• [Selection]:
----------

Not quite.  The only requirement for h _|_ is that it be <= f x for
all x and <= g y for all y.  If f x = 1 = g y for all x, y, then both
h _|_ = _|_ and h _|_ = 1 are arrows of the category.  So the
universal property still fails.

>>>>  Of course, Haskell makes things even worse by lifting the
>>>> product and exponential objects,
>
>>> OK, what goes wrong there, and what is the lifting?
>
>> Again, in Haskell, (_|_, _|_) /= _|_.  The difference is in the
>> function
>> f (x, y) = 1 which gives f undefined = undefined but
>> f (undefined, undefined) = 1.
>
> I don't get that one. Given any f and g, we define h x = (f x, g x).
> Why do we not have fst . h = f and snd . h = g, both in Hask
> and StrictHask? fst and snd are strict.

Again, if f and g are both strict, we have a choice for h _|_ ---
either h _|_ = _|_ or h _|_ = (_|_, _|_) will work (fst . h = f and
snd . h = g), but again these are different morphisms.

>
>>>  Unfortunately, this means that (alpha, beta) has an extra _|_
>>> element < (_|_, _|_), so it's not the categorical product (which
>>> would lack such an element for the same reason as above).

----------

• [Excerpted data]:
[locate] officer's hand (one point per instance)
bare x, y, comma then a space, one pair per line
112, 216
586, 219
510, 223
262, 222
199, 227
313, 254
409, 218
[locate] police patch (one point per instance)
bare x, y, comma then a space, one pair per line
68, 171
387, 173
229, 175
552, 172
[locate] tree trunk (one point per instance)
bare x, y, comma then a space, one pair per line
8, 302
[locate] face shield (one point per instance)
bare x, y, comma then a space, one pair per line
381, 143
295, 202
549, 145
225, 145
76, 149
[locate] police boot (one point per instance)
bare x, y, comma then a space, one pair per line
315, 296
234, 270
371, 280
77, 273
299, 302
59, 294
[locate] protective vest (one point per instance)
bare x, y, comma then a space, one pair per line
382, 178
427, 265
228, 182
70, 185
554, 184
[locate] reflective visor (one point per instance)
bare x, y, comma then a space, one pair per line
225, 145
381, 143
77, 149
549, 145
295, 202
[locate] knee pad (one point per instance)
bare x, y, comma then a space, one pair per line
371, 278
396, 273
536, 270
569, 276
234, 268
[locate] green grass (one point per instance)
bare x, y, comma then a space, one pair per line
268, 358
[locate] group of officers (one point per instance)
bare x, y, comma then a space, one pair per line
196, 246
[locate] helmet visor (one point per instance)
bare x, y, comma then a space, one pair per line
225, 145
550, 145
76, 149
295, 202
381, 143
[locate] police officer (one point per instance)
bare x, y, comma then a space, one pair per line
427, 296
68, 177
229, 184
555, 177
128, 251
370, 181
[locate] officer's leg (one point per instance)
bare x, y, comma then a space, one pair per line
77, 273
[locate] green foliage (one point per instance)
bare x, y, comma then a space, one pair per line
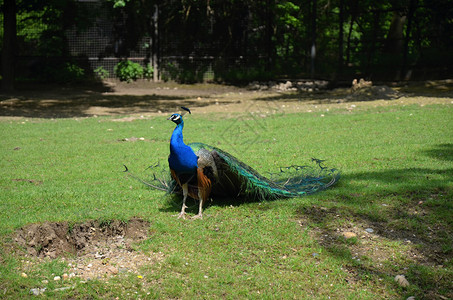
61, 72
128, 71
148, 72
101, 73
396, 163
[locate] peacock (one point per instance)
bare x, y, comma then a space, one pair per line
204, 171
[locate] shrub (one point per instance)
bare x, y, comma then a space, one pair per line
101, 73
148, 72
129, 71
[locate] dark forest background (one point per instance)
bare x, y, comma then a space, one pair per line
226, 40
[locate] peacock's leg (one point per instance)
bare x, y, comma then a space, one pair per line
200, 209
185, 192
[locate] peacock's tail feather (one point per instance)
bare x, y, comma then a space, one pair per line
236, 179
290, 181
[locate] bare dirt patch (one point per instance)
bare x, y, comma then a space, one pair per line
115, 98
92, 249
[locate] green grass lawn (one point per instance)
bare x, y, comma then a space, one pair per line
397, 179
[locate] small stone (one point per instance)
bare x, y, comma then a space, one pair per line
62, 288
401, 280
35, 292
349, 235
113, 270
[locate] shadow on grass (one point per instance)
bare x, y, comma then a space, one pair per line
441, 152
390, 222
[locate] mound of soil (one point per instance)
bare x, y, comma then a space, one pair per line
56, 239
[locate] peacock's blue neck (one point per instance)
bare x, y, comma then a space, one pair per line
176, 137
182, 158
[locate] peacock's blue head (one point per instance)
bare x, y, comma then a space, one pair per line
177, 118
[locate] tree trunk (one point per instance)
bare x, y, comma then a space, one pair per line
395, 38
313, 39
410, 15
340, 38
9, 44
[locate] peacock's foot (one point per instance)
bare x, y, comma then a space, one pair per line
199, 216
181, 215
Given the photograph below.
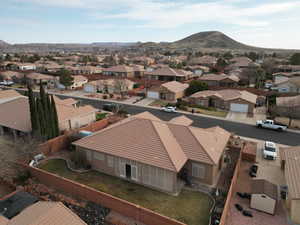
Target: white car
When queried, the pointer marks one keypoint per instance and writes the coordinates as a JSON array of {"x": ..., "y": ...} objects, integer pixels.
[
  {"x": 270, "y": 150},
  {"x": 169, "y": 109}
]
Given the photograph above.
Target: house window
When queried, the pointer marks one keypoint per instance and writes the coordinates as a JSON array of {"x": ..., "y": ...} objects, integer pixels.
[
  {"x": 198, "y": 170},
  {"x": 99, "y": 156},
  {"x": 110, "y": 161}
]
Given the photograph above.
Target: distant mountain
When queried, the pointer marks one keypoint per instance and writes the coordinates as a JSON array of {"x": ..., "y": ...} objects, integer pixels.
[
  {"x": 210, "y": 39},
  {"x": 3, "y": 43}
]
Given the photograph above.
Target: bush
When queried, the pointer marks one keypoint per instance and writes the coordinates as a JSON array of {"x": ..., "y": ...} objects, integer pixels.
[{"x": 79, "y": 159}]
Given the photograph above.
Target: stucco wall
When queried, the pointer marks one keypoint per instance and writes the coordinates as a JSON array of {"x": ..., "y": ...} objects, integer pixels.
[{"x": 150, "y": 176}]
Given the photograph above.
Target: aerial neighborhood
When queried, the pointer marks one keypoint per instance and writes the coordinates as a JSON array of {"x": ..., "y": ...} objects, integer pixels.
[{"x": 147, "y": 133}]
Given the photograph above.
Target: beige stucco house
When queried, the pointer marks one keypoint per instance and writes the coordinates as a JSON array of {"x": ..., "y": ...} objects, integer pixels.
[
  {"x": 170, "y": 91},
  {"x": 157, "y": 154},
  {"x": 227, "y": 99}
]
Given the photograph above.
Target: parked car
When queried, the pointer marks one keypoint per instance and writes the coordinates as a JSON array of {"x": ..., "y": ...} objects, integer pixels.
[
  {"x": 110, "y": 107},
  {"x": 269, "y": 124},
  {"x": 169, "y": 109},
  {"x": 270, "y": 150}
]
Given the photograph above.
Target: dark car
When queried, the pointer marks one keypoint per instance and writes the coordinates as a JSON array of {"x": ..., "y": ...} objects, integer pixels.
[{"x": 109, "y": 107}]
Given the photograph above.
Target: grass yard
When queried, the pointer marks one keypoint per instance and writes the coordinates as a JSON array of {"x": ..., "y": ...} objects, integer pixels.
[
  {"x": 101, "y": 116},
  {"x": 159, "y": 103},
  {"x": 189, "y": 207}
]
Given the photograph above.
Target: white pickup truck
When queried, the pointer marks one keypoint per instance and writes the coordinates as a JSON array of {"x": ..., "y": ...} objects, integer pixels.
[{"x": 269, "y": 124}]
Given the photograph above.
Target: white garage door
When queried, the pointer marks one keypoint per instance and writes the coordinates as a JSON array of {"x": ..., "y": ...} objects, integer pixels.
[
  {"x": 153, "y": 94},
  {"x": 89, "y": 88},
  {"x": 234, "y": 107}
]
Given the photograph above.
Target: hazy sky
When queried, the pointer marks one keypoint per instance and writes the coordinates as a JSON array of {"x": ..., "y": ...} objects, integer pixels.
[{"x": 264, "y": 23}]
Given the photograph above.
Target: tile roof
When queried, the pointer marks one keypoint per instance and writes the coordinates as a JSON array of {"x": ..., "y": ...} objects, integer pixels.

----------

• [Stated task]: Output the passage of the Haskell thread from "Again, if f" to "reason as above).", word for word. The rows come from a separate source, not from the Haskell thread.

• [Result of the exercise]:
Again, if f and g are both strict, we have a choice for h _|_ ---
either h _|_ = _|_ or h _|_ = (_|_, _|_) will work (fst . h = f and
snd . h = g), but again these are different morphisms.

>
>>>  Unfortunately, this means that (alpha, beta) has an extra _|_
>>> element < (_|_, _|_), so it's not the categorical product (which
>>> would lack such an element for the same reason as above).